Valor econômico, v.19, n.4682, 04/02/2019. Política, p. A6

 

Planalto muda estratégia no Congresso 

Fabio Murakawa 

04/02/2019

 

 

Depois de privilegiar as bancadas temáticas na formação de seu ministério, governo Jair Bolsonaro agora recorrerá à negociação com líderes partidários e, principalmente, com bancadas do Estados em sua relação com a Câmara dos Deputados. A estratégia começará a ser testada já nos próximos dias, às vésperas do envio da proposta da reforma da Previdência ao Congresso Nacional.

A vitória no Senado de Davi Alcolumbre (DEM-AP) fortalece a posição do ministro da Casa Civil, Onyx Lorenzoni. No Palácio do Planalto, a expectativa é a de que a proximidade entre ambos facilite a tramitação de projetos impopulares como as reformas. Mas o governo sequer definiu ainda seu líder na Casa e a vitória de Alcolumbre, no sábado, depois de dois dias de sessões, foi com 42 votos, apenas um a mais que a maioria absoluta.

Onyx entende que a hora é de falar com os partidos. Ao mesmo tempo, os interlocutores do Planalto procurarão dividir as conversas com os parlamentares levando-se em conta os Estados de origem de cada um. A ideia é criar "blocos estaduais suprapartidários", usando em alguns casos a força de governadores aliados ou alinhados com a agenda do governo para influenciar nas votações.

Um interlocutor do governo usa como exemplo a bancada do Ceará. Dos 22 deputados do Estado, o governo acredita que dez (filiados a PDT, PT e PSB) são oposição e, portanto, votos perdidos para a reforma. Os 12 restantes podem formar uma bancada de apoio, na visão do Planalto. "Se não conversar muito educadamente com muita atenção e carinho nós vamos ter problemas", admite a fonte. "Vamos entrar em campo e ouvir as demandas de todos os aliados."

Os líderes partidários serão chamados a conversar nos próximos dias sobre a liderança do governo no Congresso e no Senado. Devem participar das conversas o novo presidente do Senado, Davi Alcolumbre (DEM-SP) e o presidente da Câmara, Rodrigo Maia (DEM-RJ). A as bancadas do PSL nas duas Casas também serão ouvidas.

▸ **LINHAS**:
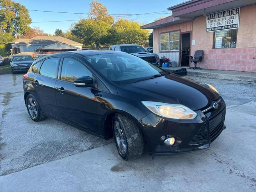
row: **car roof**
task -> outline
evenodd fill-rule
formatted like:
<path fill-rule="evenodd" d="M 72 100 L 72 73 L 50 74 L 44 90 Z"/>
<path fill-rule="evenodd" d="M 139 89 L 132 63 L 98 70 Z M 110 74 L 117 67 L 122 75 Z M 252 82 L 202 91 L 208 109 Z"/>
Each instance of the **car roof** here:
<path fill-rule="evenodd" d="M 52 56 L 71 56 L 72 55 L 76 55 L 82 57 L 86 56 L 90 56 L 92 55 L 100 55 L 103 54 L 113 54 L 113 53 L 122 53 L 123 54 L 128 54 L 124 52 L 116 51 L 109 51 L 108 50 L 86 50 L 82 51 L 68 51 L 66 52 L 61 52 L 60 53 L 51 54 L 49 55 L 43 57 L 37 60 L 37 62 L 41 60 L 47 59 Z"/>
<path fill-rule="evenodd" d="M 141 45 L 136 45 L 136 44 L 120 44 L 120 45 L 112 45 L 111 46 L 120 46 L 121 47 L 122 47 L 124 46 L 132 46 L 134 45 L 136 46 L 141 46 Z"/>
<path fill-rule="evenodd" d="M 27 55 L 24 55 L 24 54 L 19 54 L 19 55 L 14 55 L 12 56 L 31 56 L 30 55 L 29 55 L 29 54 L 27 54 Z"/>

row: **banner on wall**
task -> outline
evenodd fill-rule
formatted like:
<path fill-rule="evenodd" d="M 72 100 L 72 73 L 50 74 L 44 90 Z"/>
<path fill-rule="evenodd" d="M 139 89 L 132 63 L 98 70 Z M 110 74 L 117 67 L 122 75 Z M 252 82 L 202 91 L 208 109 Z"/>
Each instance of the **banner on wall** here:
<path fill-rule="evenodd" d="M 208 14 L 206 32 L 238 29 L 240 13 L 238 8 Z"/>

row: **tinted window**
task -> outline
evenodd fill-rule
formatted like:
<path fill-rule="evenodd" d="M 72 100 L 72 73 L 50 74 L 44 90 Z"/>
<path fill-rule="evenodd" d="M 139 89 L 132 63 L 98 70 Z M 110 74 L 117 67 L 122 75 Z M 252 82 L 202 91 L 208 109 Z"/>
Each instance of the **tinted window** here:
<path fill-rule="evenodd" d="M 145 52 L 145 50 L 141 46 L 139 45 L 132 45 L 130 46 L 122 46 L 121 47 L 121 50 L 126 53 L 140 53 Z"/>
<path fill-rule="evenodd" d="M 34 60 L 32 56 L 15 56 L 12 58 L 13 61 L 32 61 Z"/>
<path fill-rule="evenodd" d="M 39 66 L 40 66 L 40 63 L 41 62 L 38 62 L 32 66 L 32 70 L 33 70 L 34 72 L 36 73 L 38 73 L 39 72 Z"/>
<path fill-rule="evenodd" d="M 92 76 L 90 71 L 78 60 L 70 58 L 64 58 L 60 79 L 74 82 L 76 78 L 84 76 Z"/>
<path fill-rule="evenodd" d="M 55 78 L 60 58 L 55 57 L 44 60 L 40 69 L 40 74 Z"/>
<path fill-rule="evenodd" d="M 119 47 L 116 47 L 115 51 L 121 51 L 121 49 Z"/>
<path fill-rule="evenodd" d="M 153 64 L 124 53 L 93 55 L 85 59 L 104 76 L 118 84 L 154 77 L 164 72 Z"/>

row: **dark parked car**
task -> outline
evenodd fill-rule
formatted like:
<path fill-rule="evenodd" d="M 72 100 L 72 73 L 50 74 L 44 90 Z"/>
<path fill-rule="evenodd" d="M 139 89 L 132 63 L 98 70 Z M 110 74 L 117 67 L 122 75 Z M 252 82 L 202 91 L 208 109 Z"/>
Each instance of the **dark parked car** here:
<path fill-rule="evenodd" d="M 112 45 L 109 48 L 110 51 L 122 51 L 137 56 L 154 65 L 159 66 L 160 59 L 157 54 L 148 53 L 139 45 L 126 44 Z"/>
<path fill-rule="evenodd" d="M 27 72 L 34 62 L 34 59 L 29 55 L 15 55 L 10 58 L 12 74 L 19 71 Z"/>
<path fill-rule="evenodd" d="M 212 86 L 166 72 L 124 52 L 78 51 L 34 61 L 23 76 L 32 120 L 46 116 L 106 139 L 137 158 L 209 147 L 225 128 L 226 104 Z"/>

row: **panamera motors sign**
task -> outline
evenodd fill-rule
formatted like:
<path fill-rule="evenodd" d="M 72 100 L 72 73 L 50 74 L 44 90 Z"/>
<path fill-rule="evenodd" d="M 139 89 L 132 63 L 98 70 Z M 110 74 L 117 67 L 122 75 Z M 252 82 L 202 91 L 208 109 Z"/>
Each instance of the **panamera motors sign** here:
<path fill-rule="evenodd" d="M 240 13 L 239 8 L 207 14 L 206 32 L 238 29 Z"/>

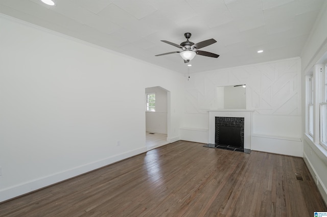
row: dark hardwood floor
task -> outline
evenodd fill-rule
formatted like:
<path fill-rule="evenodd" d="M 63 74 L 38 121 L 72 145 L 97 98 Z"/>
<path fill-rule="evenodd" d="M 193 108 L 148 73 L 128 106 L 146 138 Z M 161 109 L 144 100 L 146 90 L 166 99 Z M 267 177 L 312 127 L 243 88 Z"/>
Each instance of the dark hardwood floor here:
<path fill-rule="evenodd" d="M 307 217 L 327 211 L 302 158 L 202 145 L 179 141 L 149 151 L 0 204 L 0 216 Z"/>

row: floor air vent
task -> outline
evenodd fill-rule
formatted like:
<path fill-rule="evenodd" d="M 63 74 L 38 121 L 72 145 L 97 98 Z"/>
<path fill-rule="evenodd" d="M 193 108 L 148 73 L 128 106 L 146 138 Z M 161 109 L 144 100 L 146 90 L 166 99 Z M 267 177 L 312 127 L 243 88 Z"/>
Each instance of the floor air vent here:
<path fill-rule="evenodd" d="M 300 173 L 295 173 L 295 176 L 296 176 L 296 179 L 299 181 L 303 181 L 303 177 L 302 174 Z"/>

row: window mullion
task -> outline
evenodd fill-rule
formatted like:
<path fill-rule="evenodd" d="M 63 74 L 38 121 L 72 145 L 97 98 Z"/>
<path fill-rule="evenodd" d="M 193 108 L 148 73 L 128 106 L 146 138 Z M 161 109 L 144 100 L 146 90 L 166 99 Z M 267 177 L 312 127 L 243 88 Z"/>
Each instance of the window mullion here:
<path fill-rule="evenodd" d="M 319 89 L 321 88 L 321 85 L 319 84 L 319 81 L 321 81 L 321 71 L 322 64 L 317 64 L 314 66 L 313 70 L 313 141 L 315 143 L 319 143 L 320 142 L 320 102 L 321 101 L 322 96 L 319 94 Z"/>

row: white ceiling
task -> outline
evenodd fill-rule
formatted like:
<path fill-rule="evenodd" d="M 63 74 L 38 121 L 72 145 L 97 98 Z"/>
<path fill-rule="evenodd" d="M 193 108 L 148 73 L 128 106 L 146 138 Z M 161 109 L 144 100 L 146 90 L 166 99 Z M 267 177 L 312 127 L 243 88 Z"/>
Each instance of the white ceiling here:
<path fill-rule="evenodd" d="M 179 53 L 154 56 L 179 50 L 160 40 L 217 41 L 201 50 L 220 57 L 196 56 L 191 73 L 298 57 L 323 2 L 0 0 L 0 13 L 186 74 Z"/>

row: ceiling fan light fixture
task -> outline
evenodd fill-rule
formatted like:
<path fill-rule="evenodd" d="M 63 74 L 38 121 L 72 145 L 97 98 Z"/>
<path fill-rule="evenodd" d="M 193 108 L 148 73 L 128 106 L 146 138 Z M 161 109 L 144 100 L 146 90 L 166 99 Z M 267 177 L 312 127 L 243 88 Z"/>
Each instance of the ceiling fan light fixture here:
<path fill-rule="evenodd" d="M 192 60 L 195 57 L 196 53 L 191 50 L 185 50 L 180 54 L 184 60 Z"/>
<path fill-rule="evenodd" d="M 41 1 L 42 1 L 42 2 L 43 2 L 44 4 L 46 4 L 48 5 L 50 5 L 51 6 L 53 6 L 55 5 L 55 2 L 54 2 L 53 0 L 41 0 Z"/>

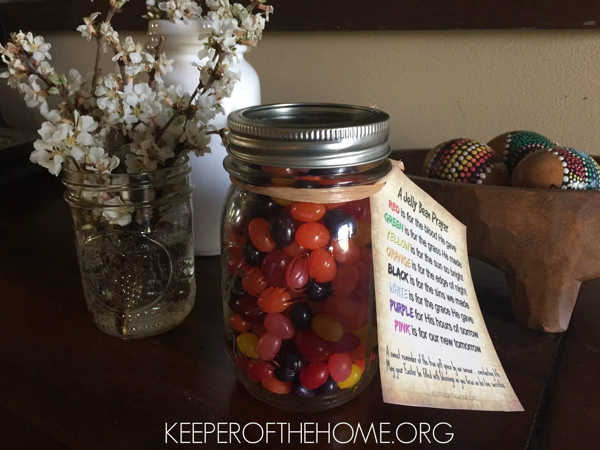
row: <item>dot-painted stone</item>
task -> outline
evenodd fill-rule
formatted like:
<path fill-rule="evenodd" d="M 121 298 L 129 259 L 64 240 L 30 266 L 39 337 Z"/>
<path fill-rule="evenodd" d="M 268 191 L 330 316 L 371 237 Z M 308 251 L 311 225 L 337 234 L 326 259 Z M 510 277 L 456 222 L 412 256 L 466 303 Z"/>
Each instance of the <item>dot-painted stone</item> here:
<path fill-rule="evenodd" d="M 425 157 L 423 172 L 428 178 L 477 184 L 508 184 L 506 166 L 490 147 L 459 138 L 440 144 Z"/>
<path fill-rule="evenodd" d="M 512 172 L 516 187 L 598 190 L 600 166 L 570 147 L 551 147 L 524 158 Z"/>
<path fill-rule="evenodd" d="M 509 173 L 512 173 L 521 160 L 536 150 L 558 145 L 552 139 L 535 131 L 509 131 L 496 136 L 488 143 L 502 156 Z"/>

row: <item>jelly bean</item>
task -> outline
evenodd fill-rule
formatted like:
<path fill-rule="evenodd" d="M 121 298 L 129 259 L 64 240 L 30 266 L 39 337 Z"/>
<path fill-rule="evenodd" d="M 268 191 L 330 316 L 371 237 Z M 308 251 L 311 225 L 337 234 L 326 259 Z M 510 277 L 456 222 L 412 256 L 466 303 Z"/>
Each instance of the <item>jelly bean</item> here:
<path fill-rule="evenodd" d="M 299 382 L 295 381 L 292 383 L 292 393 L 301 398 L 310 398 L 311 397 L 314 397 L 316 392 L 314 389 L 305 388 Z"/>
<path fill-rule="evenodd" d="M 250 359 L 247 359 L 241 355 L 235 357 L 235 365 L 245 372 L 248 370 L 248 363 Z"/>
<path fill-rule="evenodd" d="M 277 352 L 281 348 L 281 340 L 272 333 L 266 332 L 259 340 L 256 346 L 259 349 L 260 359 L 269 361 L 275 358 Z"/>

▸ **DETALHES DO EXERCÍCIO**:
Devolva, sem nenhuma alteração, o trecho da reportagem sobre a estratégia do Planalto no Congresso que vai de "Planalto muda estratégia" a "ao Congresso Nacional.".

▸ **RESPOSTA CORRETA**:
Planalto muda estratégia no Congresso 

Fabio Murakawa 

04/02/2019

 

 

Depois de privilegiar as bancadas temáticas na formação de seu ministério, governo Jair Bolsonaro agora recorrerá à negociação com líderes partidários e, principalmente, com bancadas do Estados em sua relação com a Câmara dos Deputados. A estratégia começará a ser testada já nos próximos dias, às vésperas do envio da proposta da reforma da Previdência ao Congresso Nacional.